Input data —
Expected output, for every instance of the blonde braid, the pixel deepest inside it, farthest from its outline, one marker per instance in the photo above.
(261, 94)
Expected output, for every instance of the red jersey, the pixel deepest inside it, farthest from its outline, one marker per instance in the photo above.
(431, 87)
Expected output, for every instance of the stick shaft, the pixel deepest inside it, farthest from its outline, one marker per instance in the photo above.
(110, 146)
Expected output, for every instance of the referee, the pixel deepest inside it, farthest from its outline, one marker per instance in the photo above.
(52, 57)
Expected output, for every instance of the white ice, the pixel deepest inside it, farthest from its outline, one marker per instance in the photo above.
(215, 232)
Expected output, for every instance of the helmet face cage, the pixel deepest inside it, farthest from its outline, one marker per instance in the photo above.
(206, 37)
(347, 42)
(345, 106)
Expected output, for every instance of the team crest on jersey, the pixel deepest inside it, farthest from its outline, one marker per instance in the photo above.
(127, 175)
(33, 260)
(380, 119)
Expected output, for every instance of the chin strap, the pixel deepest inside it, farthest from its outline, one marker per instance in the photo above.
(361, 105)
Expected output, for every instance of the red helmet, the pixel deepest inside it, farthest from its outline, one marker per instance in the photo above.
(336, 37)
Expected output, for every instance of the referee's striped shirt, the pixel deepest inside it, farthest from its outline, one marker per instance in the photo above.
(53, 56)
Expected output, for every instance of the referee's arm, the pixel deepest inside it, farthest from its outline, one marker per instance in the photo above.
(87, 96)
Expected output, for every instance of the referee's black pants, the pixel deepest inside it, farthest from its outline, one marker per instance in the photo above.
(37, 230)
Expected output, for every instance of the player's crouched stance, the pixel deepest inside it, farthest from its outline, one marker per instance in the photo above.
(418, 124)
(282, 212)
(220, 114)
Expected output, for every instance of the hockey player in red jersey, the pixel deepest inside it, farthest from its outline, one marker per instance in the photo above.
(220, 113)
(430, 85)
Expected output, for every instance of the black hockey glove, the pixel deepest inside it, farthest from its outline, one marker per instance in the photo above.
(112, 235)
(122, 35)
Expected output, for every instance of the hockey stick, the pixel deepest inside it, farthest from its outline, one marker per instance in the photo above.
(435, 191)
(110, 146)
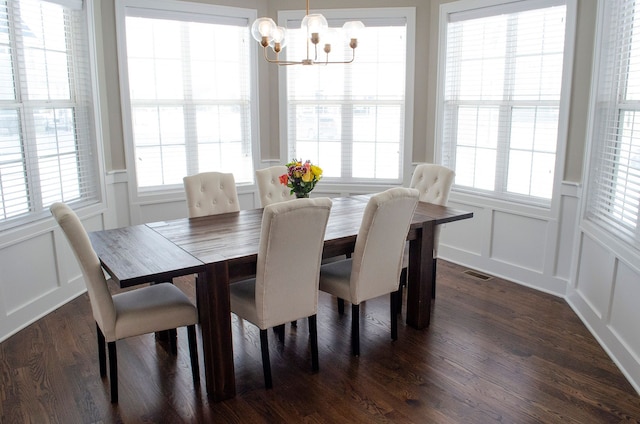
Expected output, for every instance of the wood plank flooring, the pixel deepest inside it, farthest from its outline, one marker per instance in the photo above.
(495, 352)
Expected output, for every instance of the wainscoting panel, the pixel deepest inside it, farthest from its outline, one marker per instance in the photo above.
(28, 272)
(605, 296)
(624, 307)
(595, 275)
(519, 240)
(38, 271)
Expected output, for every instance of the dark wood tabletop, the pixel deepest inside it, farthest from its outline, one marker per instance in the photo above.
(223, 248)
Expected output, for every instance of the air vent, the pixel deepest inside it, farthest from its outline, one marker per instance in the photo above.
(477, 275)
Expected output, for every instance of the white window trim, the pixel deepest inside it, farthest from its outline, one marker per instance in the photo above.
(21, 227)
(409, 13)
(619, 242)
(446, 9)
(166, 7)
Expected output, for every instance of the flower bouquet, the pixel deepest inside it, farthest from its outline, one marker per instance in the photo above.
(301, 177)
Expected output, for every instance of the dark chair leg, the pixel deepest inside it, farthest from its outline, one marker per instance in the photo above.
(401, 286)
(266, 365)
(102, 352)
(193, 353)
(113, 371)
(355, 329)
(173, 340)
(313, 334)
(433, 286)
(394, 314)
(279, 330)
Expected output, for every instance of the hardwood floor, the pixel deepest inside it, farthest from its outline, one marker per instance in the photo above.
(495, 352)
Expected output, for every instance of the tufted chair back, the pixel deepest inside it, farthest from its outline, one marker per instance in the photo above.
(269, 186)
(433, 182)
(211, 193)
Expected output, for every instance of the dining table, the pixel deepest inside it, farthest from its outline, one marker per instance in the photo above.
(223, 248)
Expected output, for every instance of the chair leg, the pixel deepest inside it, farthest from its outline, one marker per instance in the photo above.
(266, 364)
(173, 340)
(394, 314)
(313, 334)
(279, 330)
(355, 330)
(401, 286)
(102, 352)
(193, 353)
(113, 371)
(433, 279)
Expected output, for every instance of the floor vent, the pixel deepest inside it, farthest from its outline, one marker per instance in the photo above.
(478, 275)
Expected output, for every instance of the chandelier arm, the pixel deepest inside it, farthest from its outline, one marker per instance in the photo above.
(278, 61)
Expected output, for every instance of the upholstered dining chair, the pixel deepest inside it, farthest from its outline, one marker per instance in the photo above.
(285, 287)
(211, 193)
(140, 311)
(433, 183)
(269, 186)
(374, 267)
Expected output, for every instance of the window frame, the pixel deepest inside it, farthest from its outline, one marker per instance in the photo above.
(406, 147)
(169, 8)
(471, 6)
(607, 106)
(90, 155)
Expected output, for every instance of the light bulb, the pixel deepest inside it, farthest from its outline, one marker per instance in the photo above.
(279, 39)
(314, 24)
(263, 27)
(352, 29)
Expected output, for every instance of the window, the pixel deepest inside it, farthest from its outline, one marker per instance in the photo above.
(352, 119)
(47, 136)
(613, 183)
(189, 104)
(501, 104)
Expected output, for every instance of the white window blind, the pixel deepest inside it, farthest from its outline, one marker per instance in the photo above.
(502, 97)
(614, 167)
(189, 97)
(350, 119)
(47, 137)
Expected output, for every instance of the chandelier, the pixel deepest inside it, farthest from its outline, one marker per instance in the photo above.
(268, 34)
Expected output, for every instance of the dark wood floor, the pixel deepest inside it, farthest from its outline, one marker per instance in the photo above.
(495, 352)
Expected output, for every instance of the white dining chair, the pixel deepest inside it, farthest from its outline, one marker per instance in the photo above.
(269, 186)
(285, 287)
(433, 183)
(149, 309)
(374, 267)
(211, 193)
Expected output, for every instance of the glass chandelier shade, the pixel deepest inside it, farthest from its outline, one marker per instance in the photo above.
(315, 26)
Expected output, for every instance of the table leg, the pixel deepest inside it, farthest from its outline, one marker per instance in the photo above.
(420, 277)
(212, 290)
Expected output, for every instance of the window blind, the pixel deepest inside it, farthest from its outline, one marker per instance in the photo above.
(501, 102)
(614, 167)
(350, 119)
(47, 137)
(190, 97)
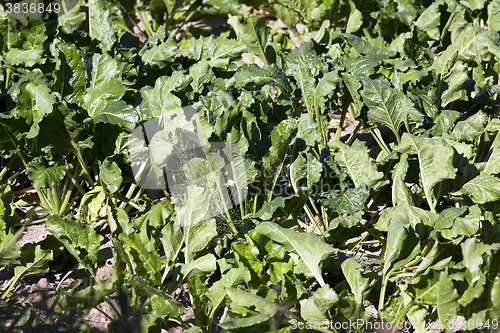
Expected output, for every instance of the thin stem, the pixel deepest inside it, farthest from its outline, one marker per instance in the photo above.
(353, 134)
(7, 166)
(378, 137)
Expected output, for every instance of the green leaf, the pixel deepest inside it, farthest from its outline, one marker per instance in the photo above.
(119, 113)
(429, 20)
(469, 129)
(473, 252)
(358, 283)
(105, 85)
(43, 177)
(305, 172)
(311, 248)
(283, 206)
(351, 201)
(217, 292)
(400, 192)
(158, 50)
(33, 261)
(401, 243)
(465, 226)
(202, 75)
(247, 75)
(101, 25)
(447, 306)
(484, 188)
(147, 263)
(355, 20)
(435, 158)
(275, 158)
(200, 267)
(363, 47)
(71, 77)
(386, 106)
(493, 165)
(359, 165)
(255, 33)
(111, 175)
(494, 16)
(308, 130)
(80, 240)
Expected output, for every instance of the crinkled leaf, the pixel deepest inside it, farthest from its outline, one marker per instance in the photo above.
(311, 248)
(358, 164)
(80, 240)
(101, 25)
(484, 188)
(435, 158)
(43, 177)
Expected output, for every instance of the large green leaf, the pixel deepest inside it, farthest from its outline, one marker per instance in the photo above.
(158, 49)
(43, 177)
(386, 106)
(80, 240)
(435, 158)
(147, 263)
(105, 85)
(351, 201)
(33, 261)
(484, 188)
(255, 33)
(358, 283)
(305, 172)
(200, 267)
(102, 26)
(494, 16)
(400, 192)
(447, 306)
(71, 77)
(311, 248)
(359, 165)
(111, 175)
(275, 158)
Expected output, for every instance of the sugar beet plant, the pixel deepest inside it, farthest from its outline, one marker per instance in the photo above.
(400, 213)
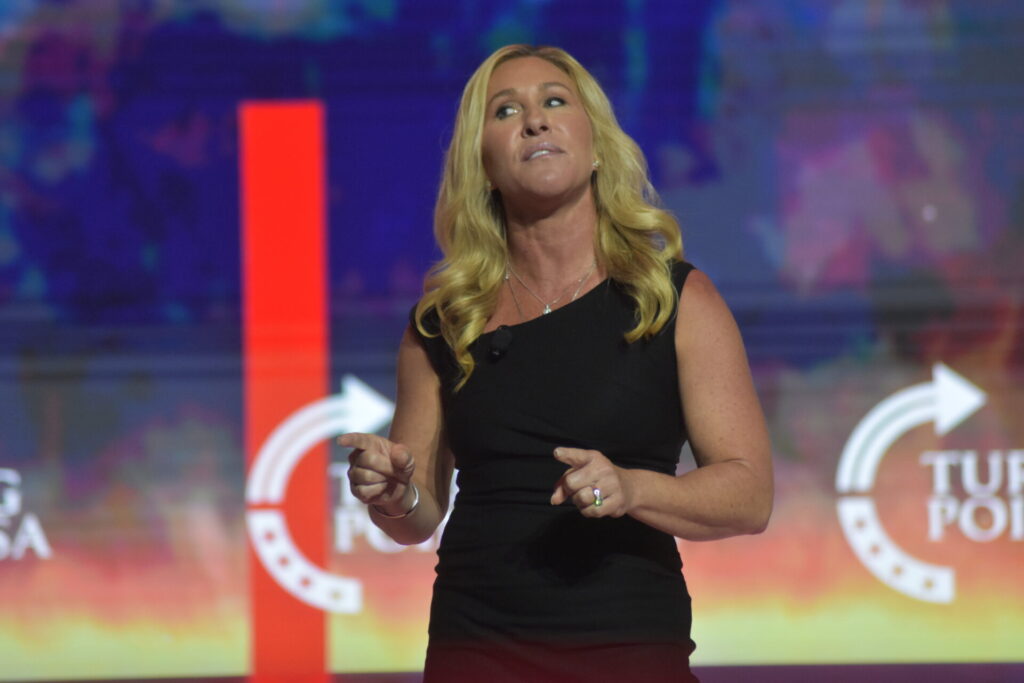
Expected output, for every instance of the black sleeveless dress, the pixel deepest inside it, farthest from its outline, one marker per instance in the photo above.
(526, 591)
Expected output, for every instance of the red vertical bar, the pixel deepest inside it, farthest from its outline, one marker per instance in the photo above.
(285, 343)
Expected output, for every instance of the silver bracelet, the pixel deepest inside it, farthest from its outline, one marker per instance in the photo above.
(416, 501)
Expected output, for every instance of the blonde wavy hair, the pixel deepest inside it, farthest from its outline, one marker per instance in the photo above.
(637, 242)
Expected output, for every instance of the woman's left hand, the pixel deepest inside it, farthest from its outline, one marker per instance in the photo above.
(595, 485)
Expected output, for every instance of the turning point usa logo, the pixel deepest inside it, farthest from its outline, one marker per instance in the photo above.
(945, 401)
(19, 530)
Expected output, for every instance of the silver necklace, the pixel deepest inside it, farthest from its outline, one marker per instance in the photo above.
(549, 304)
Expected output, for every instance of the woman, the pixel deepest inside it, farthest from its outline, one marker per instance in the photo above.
(550, 363)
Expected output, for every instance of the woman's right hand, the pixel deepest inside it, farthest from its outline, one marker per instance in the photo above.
(380, 472)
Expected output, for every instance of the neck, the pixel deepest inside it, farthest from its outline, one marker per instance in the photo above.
(551, 248)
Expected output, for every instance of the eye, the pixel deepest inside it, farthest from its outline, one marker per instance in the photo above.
(505, 111)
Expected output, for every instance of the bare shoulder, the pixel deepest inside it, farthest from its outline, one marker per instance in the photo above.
(704, 316)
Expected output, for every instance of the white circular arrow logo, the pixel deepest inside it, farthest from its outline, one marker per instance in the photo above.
(946, 400)
(357, 408)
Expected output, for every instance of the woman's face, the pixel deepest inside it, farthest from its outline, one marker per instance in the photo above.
(538, 143)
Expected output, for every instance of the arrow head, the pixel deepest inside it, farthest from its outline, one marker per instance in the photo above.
(368, 411)
(955, 398)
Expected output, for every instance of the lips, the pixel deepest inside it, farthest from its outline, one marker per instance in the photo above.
(540, 151)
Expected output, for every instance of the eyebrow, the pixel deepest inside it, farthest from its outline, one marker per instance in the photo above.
(511, 91)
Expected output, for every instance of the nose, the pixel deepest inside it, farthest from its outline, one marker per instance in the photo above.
(536, 122)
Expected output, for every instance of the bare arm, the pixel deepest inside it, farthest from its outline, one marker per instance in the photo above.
(731, 491)
(415, 452)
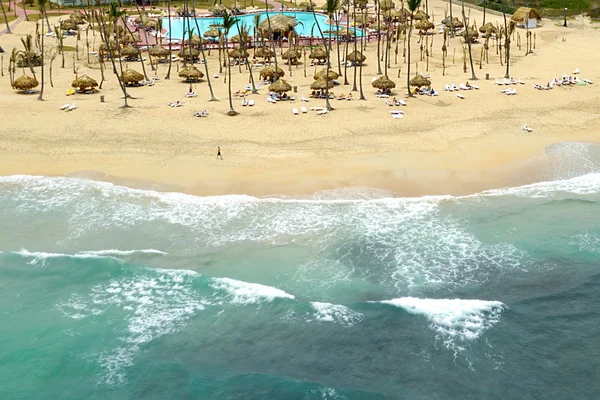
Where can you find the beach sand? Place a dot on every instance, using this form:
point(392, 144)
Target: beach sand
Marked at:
point(443, 145)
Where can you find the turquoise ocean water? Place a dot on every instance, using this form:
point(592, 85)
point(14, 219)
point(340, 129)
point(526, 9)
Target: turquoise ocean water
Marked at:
point(112, 292)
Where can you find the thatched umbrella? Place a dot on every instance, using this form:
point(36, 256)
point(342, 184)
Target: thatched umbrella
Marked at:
point(383, 83)
point(318, 53)
point(84, 83)
point(185, 53)
point(130, 52)
point(191, 74)
point(419, 80)
point(238, 53)
point(132, 77)
point(356, 57)
point(424, 25)
point(269, 72)
point(212, 33)
point(323, 73)
point(488, 27)
point(25, 82)
point(472, 32)
point(292, 55)
point(280, 86)
point(159, 52)
point(420, 15)
point(321, 84)
point(265, 52)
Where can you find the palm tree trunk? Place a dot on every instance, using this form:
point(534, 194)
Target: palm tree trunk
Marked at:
point(5, 19)
point(170, 41)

Task details —
Write down exactly the span of lines above from the one containing "Target: turquoise ocean water" to the one containing "Target: thatched umbrella", both ends included.

Response to this task —
Target: turquoise ocean water
Marked at:
point(112, 292)
Where can you find the thatched umbrella? Place a dot on every instance, using this form:
point(36, 256)
point(342, 184)
Target: thatched umbrella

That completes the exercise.